:: Supplied material ::
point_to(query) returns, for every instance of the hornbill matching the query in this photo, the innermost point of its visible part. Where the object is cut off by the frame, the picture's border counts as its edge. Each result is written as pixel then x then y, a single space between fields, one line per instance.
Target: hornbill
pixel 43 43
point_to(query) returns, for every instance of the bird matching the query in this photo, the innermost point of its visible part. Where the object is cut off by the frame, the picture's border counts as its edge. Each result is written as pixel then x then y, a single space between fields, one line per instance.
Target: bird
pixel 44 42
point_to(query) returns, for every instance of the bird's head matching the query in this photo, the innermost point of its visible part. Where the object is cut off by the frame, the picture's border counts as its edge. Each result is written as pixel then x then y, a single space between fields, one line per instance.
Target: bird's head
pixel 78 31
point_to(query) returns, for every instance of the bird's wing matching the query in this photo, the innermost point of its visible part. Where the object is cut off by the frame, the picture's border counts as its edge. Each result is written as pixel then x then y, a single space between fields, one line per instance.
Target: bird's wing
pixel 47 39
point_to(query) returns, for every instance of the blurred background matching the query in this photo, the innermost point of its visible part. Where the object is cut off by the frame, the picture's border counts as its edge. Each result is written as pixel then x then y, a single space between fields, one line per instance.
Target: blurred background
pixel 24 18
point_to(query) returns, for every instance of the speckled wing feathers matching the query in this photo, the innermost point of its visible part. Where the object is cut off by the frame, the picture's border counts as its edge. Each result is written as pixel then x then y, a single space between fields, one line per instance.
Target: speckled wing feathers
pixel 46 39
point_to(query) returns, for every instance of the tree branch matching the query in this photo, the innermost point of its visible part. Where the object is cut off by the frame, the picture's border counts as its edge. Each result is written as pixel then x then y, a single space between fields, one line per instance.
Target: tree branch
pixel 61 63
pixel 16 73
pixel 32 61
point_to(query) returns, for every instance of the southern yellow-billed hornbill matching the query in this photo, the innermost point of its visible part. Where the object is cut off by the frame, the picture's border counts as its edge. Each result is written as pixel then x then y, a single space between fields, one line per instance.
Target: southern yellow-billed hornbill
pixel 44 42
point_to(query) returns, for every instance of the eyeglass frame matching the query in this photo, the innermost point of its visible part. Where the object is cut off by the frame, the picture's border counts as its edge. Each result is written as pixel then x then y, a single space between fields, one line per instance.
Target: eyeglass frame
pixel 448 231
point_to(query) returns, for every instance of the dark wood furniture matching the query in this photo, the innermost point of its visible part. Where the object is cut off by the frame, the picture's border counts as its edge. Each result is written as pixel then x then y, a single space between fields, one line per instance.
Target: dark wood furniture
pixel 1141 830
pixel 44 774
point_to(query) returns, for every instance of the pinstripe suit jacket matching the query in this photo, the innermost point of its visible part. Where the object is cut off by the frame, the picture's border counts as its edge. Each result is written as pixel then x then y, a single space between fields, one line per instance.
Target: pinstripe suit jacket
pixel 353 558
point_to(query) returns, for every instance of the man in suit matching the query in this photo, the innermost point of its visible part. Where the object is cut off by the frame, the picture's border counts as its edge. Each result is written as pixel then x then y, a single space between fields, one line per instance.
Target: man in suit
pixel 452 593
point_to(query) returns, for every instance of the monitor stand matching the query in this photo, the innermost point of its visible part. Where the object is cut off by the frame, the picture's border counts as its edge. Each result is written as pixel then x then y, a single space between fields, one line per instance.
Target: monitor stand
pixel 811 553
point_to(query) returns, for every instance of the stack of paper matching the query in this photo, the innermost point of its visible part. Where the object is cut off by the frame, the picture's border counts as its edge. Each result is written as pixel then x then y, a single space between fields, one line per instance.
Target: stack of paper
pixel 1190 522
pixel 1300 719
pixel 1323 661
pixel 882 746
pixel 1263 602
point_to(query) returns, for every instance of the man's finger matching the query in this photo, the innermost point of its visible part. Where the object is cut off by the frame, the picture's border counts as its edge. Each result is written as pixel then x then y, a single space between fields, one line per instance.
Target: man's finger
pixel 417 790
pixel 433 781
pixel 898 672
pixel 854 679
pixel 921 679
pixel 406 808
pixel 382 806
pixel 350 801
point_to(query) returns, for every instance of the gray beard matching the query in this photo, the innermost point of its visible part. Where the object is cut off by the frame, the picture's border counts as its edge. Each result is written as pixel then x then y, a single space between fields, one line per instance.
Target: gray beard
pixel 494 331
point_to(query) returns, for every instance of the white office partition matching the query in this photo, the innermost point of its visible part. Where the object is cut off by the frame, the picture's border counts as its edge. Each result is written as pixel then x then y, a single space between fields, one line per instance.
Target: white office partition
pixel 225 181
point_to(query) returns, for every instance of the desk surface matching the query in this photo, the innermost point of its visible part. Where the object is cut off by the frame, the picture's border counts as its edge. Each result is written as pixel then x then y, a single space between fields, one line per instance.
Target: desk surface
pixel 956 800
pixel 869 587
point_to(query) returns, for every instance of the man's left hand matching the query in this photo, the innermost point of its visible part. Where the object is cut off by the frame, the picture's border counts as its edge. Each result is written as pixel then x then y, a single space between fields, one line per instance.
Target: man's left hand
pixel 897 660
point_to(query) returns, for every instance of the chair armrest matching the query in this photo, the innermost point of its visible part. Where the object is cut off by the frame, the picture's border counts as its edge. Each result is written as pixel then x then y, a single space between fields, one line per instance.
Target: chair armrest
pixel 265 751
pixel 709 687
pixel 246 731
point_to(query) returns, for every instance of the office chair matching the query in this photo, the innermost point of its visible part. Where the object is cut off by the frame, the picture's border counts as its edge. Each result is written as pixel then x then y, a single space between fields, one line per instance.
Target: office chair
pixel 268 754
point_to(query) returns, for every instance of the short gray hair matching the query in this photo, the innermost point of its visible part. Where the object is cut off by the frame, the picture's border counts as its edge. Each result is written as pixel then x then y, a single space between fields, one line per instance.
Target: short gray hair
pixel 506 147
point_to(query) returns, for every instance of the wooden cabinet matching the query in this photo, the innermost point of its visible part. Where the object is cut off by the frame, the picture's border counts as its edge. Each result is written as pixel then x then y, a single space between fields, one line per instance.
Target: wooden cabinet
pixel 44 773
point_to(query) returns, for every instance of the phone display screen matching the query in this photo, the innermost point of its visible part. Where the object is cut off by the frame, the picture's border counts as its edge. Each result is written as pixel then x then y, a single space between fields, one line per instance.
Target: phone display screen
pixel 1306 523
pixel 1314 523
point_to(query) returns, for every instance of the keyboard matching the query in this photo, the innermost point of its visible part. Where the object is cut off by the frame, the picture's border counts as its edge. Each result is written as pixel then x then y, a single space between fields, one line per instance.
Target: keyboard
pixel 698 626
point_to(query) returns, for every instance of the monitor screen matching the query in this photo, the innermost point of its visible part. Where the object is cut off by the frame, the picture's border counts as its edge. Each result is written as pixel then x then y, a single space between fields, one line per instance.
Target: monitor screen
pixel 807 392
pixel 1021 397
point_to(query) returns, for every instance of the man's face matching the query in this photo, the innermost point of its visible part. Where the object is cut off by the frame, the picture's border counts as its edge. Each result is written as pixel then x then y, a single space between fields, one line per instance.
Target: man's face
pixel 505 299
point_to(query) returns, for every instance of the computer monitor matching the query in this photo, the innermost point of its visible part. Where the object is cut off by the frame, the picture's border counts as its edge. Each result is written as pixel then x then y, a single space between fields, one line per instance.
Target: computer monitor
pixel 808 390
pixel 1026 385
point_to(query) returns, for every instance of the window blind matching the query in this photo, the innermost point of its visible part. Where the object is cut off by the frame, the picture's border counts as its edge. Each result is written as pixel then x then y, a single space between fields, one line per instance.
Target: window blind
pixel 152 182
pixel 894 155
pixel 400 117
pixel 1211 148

:: Exercise prompt ::
Exact retyping of all the entries is required.

:: Answer section ::
point_to(query) returns, for every instance of the hornbill matching the query in this photo, the innermost point of its visible part. Where the object is cut off by the frame, the picture's border counts as its edge. Each result is written as pixel then x then y, a single space between fields, one line per instance.
Target: hornbill
pixel 43 43
point_to(query) returns, for every instance of the bird matching the query in this photo, the innermost point of its visible part. Where the object is cut off by the frame, the picture's border counts as its edge. Each result is written as pixel then x then y, a single space between fields, one line per instance.
Target: bird
pixel 44 42
point_to(query) returns, for every instance of the bird's head matching the query in this photo, the innermost point of its visible part. Where the object is cut off by the frame, the picture's border counts as its edge. Each result is written as pixel then x then y, a single space between fields, one line per instance.
Target: bird's head
pixel 78 31
point_to(query) returns, for every instance of the bird's wing matching the query in this photo, the innermost point of its visible part. Where the object is cut off by the frame, the picture's border counts as its edge. Each result is written as pixel then x then y, a single space between fields, one line per instance.
Target: bird's wing
pixel 47 39
point_to(query) returns, for every instance of the blurred background matching the query in this photo, the innermost point of its visible part. Where the object is cut off by the frame, the picture's border counts as its edge. Each result is written as pixel then x then y, a single space between fields, one line per instance.
Target: blurred background
pixel 24 18
point_to(query) returns, for every instance of the speckled wing feathers matching the query in this photo, the innermost point of its visible part. Where the object is cut off by the frame, the picture's border counts as its edge. Each result is written as pixel then x then y, a single space between fields, one line per instance.
Target: speckled wing feathers
pixel 46 39
point_to(query) returns, for every instance of the tree branch matching the query in this photo, the innermost point of its visible part. Where the object is cut off by the frame, the picture's border counts as its edge. Each result is written as pixel then x then y, a single space between fields, one line per instance.
Target: tree branch
pixel 61 63
pixel 16 73
pixel 32 61
point_to(query) returns, for every instance of the southern yellow-billed hornbill matching the query in this photo, the innermost point of its visible part. Where the object is cut off by the frame, the picture's border counts as its edge. Each result is written as pixel then x then y, a single space between fields, one line per instance.
Target: southern yellow-billed hornbill
pixel 44 42
point_to(query) returns, for every instance of the eyeglass frame matching the query in this photo, the innermost point of its visible part. Where the object is cut off by the frame, the picture's border counts as its edge. Each result is written as pixel then x then y, a single space between fields, one line per instance.
Target: eyeglass frame
pixel 448 231
point_to(query) returns, for every instance of the dark wood furniture matching the query in this photo, the innermost point of its visible part. Where the object is cut off by the frame, the picture's border counts as its edge. Each result is written as pixel then x then y, a single space between fields, one line per instance.
Target: dark wood furniture
pixel 1141 830
pixel 44 774
point_to(query) returns, for every instance of the pinstripe suit jacket matching the query in this photo, the innermost point of its visible part. Where the object is cut off by the frame, the picture's border counts as its edge. Each result is written as pixel then x then y, a single space between fields, one line per instance.
Target: pinstripe suit jacket
pixel 353 558
point_to(query) returns, for every instance of the man in suit matching the query in this photo, the innermost point of its visible part. Where the object is cut off by the frame, the picture's border counts as its edge. Each result is written as pixel then x then y, a single space between fields, one line per instance.
Target: man in suit
pixel 452 593
point_to(query) returns, for every instance of the monitor stand matching the query in this photo, the innermost point of its visible part. Where the object is cut off by the frame, the picture's border counts as its edge. Each result is written as pixel then x then y, a single space between fields, one line per instance.
Target: monitor stand
pixel 811 553
point_to(query) returns, for every instance of the stack of paper matching the query in this photo, the innermost point of its visible part. Where the object is cut off by the frame, the picture's border counts as its edge. Each result is written as pixel then x then y, a single space between fields, one line per instance.
Target: stack of paper
pixel 1190 522
pixel 1300 719
pixel 1323 661
pixel 882 746
pixel 1263 602
point_to(query) returns, for every instance of the man's finger matching the query in this photo, the innermost point of its visible part. Where the object is cut off by the frame, the picture's border counts as its edge. Each result is written as pixel then x then y, a single space between fields, one line per instance.
Target: man's finger
pixel 417 790
pixel 433 781
pixel 898 672
pixel 854 679
pixel 921 679
pixel 406 808
pixel 382 806
pixel 350 801
point_to(query) returns, for every instance of the gray beard matching the query in this photo, the innermost point of its visible part. Where the object is cut off by the frame, the picture's border counts as its edge. Each result is written as pixel then x then y, a single space between fields, one line per instance.
Target: gray beard
pixel 494 331
point_to(query) returns, for every instance of the white office partition matching the query in this photo, the innermost point of its visible part. Where the object is cut off by the frame, the picture's border counts as its edge. Each result is written as pixel then x then y, a single space between fields, one line per instance.
Target: white office partition
pixel 225 181
point_to(query) returns, for every instance of the desk surface matching the query in this photo, the innermost point of its visible part. Where the object is cut off by the frame, the picture's border counts as its edge. Each result is written as pixel then x then y, a single space between fields, one line per instance.
Target: desk surface
pixel 956 800
pixel 869 587
point_to(query) returns, for every instance of the man's left hand matching the query in this photo, the innermost point of its visible part. Where the object is cut off by the frame, the picture's border counts as its edge. Each result is written as pixel then x then y, a single space between fields, one line per instance.
Target: man's left hand
pixel 897 660
point_to(query) returns, for every instance of the chair armrest matching the query in this photo, the innermost point of its visible part. Where the object is cut off by the frame, the picture's border counts as its edge. Each result is written as pixel then x then y, a single space between fields, one line per instance.
Target: chair armrest
pixel 265 751
pixel 709 687
pixel 246 731
point_to(query) returns, for every instance of the office chair matching the query in this photo, the innermost point of its visible part. Where the object is cut off by the frame, the picture's border counts as its edge. Each result is written as pixel then x then y, a single space between fields, one line per instance.
Target: office chair
pixel 268 754
point_to(query) returns, for every instance of the short gray hair matching the query in this photo, the innermost point of its visible part. Where the object is cut off by the frame, the picture's border counts as its edge. Each result is written as pixel then x then y, a single space between fields, one line per instance.
Target: short gray hair
pixel 506 147
point_to(query) returns, for every instance of the wooden cabinet matching the query in this photo, the innermost point of its visible part. Where the object is cut off by the frame, the picture's border counts as its edge. Each result is written as pixel then x then y, a single space between fields, one line per instance.
Target: wooden cabinet
pixel 44 773
point_to(query) returns, for every instance of the phone display screen matching the query in this photo, the innermost point of its visible part. Where the object is cut off by the frame, the picture's border counts as its edge. Each result is written as pixel then x then y, a single space between fields, one line per instance.
Target: phone display screen
pixel 1306 523
pixel 1314 523
point_to(query) returns, for every instance of the keyboard matching the query in this photo, the innermost point of its visible part. Where the object is cut off by the frame, the picture's border counts as its edge. Each result is written as pixel then x then y, a single space between fields, one line per instance.
Target: keyboard
pixel 698 626
point_to(query) returns, for every instance of the monitor screen matching the query in this photo, the innermost point of its visible part. Where the object is cut off by the frame, the picture's border counts as its edge. Each result is written as pixel then x then y, a single space between fields, one line per instance.
Target: monitor screen
pixel 807 392
pixel 1021 397
point_to(query) returns, for every instance of the man's face matching the query in this photo, the innermost point of its visible part. Where the object is cut off by the frame, the picture's border counts as its edge. Each result is written as pixel then x then y, a single space between fields, one line per instance.
Target: man's face
pixel 505 299
point_to(query) returns, for every instance of the computer monitor matching the query in this photo, the innermost point of its visible part. Where the object is cut off by the frame, the picture's border counts as its edge. Each result is written as pixel then x then y, a single space between fields, one line per instance.
Target: computer monitor
pixel 808 390
pixel 1026 385
point_to(query) returns, for every instance of the window blind matching the query in this photo, the innermost point of its visible part. Where the object is cut off by the frame, the picture's border counts as its edge. Each result is written as pixel then x then y, a single space between fields, one line per instance.
Target: window blind
pixel 152 182
pixel 894 155
pixel 400 117
pixel 1211 148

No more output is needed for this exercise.